PROBLEM TO WORK ON:
Each line below should be reproduced without any alteration.

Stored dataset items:
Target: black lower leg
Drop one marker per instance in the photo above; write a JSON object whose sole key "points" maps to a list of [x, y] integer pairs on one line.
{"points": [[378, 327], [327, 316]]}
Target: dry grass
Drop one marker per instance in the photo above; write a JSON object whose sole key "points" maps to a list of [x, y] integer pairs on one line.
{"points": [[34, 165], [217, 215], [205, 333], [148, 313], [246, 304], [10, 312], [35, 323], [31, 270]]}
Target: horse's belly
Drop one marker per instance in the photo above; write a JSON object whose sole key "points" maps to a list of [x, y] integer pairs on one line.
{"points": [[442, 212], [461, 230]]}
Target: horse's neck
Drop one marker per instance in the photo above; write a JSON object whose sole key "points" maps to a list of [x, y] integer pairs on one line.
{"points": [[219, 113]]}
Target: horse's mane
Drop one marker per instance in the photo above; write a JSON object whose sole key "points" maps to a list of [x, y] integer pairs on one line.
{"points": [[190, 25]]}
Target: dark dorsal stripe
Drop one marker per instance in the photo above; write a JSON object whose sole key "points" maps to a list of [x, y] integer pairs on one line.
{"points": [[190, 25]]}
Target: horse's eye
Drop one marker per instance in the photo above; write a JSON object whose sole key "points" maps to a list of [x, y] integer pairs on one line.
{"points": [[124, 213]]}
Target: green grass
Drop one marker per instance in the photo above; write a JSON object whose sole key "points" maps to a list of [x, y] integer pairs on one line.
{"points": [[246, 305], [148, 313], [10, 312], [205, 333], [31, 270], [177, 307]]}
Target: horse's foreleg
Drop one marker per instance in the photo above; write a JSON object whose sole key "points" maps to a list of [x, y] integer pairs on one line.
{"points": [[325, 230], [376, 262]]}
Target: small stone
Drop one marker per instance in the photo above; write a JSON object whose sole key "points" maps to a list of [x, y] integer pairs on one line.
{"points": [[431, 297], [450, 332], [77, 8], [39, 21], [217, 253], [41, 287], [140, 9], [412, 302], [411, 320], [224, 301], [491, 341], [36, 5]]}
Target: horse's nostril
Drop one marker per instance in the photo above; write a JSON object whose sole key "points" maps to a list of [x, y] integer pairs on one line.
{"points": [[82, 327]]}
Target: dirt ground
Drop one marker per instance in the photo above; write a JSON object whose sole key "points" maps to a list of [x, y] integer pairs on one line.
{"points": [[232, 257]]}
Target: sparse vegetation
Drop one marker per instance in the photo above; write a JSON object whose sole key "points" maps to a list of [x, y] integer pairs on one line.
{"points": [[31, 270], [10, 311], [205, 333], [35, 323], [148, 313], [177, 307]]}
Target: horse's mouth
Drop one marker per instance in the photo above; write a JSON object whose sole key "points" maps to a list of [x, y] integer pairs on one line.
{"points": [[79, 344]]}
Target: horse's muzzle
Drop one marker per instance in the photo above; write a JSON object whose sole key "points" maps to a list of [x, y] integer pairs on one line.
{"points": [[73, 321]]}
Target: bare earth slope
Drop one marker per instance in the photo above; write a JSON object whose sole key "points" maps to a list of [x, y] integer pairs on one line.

RESPONSE TO THE EXERCISE:
Target: black lower leg
Drop one marker per instance in the photo above; write a JSON object whose sole key "points" maps to a list of [x, y] integer pairs on one line.
{"points": [[378, 327], [327, 316]]}
Target: dry grass
Drop one marker per instance in the photo above; write a JSON object whose sole key "points" maps to a list of [x, y] integer pairs on one line.
{"points": [[34, 165], [217, 215], [205, 333], [148, 313], [246, 304], [10, 312], [35, 323], [31, 270]]}
Target: horse's belly
Drop one marker per instance in the photo above; write a JSON object whose sole key "points" maps to a list of [x, y] integer pairs on one line.
{"points": [[442, 212], [461, 230]]}
Target: horse's neck
Drop one marker per instance in the photo above; write a JSON object whose sole key "points" maps to a list of [x, y] integer pairs on one line.
{"points": [[219, 113]]}
Target: horse's mane
Drop one marker per instance in the photo above; write a JSON object whose sole key "points" maps to a list of [x, y] integer pairs on one line.
{"points": [[190, 25]]}
Target: dark dorsal stripe
Drop one marker per instance in the photo above; write a JSON object whose sole key "points" maps to a list of [x, y] integer pairs on one line.
{"points": [[190, 25]]}
Target: horse's eye
Drop one marker per instance in the photo above; write a JSON object whose sole key "points" maps to a list of [x, y] integer pairs on one line.
{"points": [[124, 213]]}
Target: green grass
Drop one marker per instance in the photo above; write a JSON object whose sole key "points" maps to a list of [x, y] integer pairs on one line.
{"points": [[246, 305], [148, 313], [10, 312], [205, 333], [31, 270], [177, 307]]}
Target: horse's foreleg
Drop one marker per instance in the photo above; write a JSON object whose sole key "points" maps to a list of [x, y] integer pairs on one line.
{"points": [[325, 230], [376, 262]]}
Target: small stone
Drop one marker per instance in the photo above; write a JSON object whose sole key "points" maps to a list of [x, y] integer pairs on one line.
{"points": [[431, 297], [450, 332], [77, 8], [39, 21], [217, 253], [41, 287], [140, 9], [412, 302], [411, 320], [224, 301], [491, 341], [36, 5]]}
Target: horse's nostril
Drop one marker per instance in the photo above; write a JSON object whose sole key "points" maps to a list of [x, y] integer pairs on one line.
{"points": [[82, 327]]}
Target: dirt ground
Drop one marker per instance in the photo above; write a JSON object whose sole key "points" maps to a list of [x, y] integer pairs on one line.
{"points": [[232, 257]]}
Target: sparse vegetation
Drop one marker per instance in the photo above; write a JSON object whose sole key "points" maps to a list of [x, y] integer pairs on one line.
{"points": [[31, 270], [10, 311], [205, 333], [35, 323], [148, 313], [177, 307]]}
Target: horse's mouth
Drop one marker per instance in the photo above; write a JSON object whose sole key "points" maps to a list of [x, y] integer pairs on one line.
{"points": [[79, 344]]}
Target: horse's muzzle
Drop one marker per instance in the photo above; write a JSON object whose sole key "points" maps to a list of [x, y] integer pairs on one line.
{"points": [[73, 321]]}
Target: bare earth slope
Drop one marker per instance in the photo above; write a JSON object whose sole key "points" maps to a list of [x, y] integer pairs on one line.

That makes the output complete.